### [Exercise brief]
The data below should be repeated exactly and in full.
*** Opening Material shown ***
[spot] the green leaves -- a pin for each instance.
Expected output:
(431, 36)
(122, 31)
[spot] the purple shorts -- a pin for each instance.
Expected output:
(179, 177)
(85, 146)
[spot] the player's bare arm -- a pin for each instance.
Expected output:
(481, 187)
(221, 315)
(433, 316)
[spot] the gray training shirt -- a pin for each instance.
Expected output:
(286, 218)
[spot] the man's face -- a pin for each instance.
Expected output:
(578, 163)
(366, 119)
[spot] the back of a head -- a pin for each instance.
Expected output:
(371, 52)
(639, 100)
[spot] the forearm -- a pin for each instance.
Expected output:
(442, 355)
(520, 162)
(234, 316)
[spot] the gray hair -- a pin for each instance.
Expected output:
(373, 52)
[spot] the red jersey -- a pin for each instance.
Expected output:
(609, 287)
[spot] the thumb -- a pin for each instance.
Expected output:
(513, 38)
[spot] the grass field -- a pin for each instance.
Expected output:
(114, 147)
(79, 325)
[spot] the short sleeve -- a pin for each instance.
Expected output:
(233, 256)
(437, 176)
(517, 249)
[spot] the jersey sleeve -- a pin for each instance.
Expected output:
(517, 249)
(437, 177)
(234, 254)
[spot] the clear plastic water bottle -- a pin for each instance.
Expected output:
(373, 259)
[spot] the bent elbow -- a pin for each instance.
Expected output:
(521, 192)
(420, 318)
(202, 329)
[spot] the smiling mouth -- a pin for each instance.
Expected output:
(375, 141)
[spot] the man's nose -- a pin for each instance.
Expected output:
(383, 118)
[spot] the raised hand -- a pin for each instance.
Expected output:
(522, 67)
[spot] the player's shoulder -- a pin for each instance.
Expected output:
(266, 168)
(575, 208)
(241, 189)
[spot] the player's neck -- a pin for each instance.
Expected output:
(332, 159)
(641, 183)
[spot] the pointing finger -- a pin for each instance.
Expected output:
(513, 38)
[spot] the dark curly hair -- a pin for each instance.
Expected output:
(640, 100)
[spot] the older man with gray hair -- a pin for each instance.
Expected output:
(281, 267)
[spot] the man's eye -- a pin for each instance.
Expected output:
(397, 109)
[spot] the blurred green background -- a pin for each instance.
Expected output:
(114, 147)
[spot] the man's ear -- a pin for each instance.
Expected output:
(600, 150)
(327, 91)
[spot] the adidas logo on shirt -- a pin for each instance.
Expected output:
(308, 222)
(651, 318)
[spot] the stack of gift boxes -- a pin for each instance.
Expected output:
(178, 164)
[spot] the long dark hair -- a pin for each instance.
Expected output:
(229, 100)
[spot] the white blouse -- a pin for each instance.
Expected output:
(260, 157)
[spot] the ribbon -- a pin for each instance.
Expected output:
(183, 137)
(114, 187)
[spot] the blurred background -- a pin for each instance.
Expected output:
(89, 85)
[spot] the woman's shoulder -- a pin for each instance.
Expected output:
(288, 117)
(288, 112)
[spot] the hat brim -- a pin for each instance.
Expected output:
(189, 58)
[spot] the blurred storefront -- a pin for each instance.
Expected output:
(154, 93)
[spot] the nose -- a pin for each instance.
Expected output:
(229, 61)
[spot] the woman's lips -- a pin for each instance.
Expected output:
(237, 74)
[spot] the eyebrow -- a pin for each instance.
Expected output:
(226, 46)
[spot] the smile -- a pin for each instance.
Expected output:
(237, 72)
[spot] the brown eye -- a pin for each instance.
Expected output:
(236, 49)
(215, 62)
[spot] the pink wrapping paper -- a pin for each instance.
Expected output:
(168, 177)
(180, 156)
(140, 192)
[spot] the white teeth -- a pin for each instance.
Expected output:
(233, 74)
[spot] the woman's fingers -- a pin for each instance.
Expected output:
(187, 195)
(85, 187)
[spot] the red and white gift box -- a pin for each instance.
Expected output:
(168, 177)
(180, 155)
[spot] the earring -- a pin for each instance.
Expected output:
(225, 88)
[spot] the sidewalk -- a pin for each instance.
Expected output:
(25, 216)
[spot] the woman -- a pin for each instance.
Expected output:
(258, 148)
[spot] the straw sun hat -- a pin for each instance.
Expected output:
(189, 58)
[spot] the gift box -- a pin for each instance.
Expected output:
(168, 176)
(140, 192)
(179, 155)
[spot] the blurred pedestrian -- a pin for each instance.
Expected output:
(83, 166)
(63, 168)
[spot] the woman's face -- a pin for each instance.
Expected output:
*** Closing Material shown ***
### [Problem solution]
[spot] the green leaves -- a pin for each instance.
Expected output:
(431, 36)
(122, 31)
[spot] the purple shorts -- a pin for each instance.
Expected output:
(179, 177)
(85, 146)
[spot] the player's bare arm -- a pin for each instance.
Expected output:
(481, 187)
(221, 315)
(433, 316)
[spot] the gray training shirt -- a pin for each instance.
Expected output:
(286, 218)
[spot] the man's face -- a pin for each instance.
Expected output:
(578, 163)
(366, 119)
[spot] the back of a head -- a pin for each instance.
Expected output:
(371, 52)
(639, 100)
[spot] the forearm -- a pin for each instance.
Expected output:
(442, 355)
(520, 162)
(234, 316)
[spot] the gray hair -- a pin for each instance.
Expected output:
(373, 52)
[spot] the red jersey -- a pin for each instance.
Expected output:
(609, 287)
[spot] the thumb -- a pin for each instance.
Expected output:
(513, 38)
[spot] the grass field -- a pin for each instance.
Expected output:
(114, 147)
(79, 325)
[spot] the short sleeve -- a pin for each instance.
Expected output:
(233, 256)
(437, 176)
(517, 249)
[spot] the jersey sleeve -- a pin for each instance.
Expected output:
(517, 249)
(437, 177)
(234, 254)
[spot] the clear plastic water bottle -- a pin for each instance.
Expected output:
(373, 259)
[spot] the bent elbow -- a pin for each instance.
Expected output:
(521, 192)
(420, 318)
(202, 329)
[spot] the smiling mouth -- a pin for each instance.
Expected output:
(375, 141)
[spot] the man's nose -- a pin for each instance.
Expected output:
(383, 118)
[spot] the raised hand -- a pin for each instance.
Expected output:
(522, 67)
[spot] the player's shoulder -- a pin for each instance.
Expected output:
(266, 168)
(575, 208)
(241, 189)
[spot] the player's neck -- a pin for each instance.
Expected output:
(332, 159)
(641, 183)
[spot] the pointing finger -- a pin for each instance.
Expected output:
(513, 38)
[spot] the dark curly hair -- a pin for each instance.
Expected output:
(640, 100)
[spot] the older man with gray hair -- a pin for each instance.
Expected output:
(281, 267)
[spot] the man's eye -- a pin for each instance.
Expected output:
(397, 109)
[spot] the blurred green background -- a pin for each instance.
Expected output:
(114, 147)
[spot] the man's ear -- a pin for each instance.
Expected output:
(600, 150)
(327, 91)
[spot] the adidas logo on shirt -- a pin for each instance.
Expected output:
(308, 222)
(651, 318)
[spot] the stack of gift boxes -- a pin for each instance.
Expected output:
(178, 164)
[spot] the long dark hair -- a pin for each instance.
Expected output:
(229, 100)
[spot] the white blouse -- a pin for each instance.
Expected output:
(260, 157)
[spot] the ribbon -- a pin for each instance.
Expected output:
(183, 137)
(114, 187)
[spot] the blurred background -- a pin for each instance.
Expected output:
(89, 85)
[spot] the woman's shoulder -- a pin for each instance.
Expected output:
(288, 117)
(288, 112)
[spot] the hat brim -- a pin for each instance.
Expected output:
(189, 58)
[spot] the blurred storefront -- a pin for each instance.
Expected output:
(154, 93)
[spot] the nose -- a pin for each instance.
Expected output:
(229, 61)
[spot] the woman's lips -- a pin for each instance.
Expected output:
(237, 74)
[spot] the eyebrow -- a pin for each instance.
Expected output:
(226, 46)
[spot] the smile -- a pin for each instance.
Expected output:
(237, 72)
[spot] the brown eye -- a pin for each instance.
Expected output:
(236, 49)
(215, 62)
[spot] the pink wrapping paper -- a pin for each instance.
Expected output:
(168, 177)
(180, 156)
(140, 192)
[spot] the white teeth -- a pin for each instance.
Expected output:
(233, 74)
[spot] the woman's fingers -- a pin for each instance.
Expected output:
(187, 195)
(85, 187)
[spot] the red and white gift box -- a pin for each instance.
Expected output:
(168, 177)
(180, 155)
[spot] the earring -- a pin for each instance.
Expected output:
(225, 88)
[spot] the sidewalk -- a pin for each instance.
Expected output:
(25, 216)
[spot] the woman -- a pin for each instance.
Expected output:
(258, 148)
[spot] the straw sun hat -- a pin for each instance.
Expected output:
(189, 58)
[spot] the gift box -- a pin for each instance.
Expected output:
(168, 176)
(140, 192)
(179, 155)
[spot] the blurred pedestrian -- a pin for each instance.
Expected output:
(83, 166)
(63, 168)
[spot] the woman's face -- a pin for each instance.
Expected output:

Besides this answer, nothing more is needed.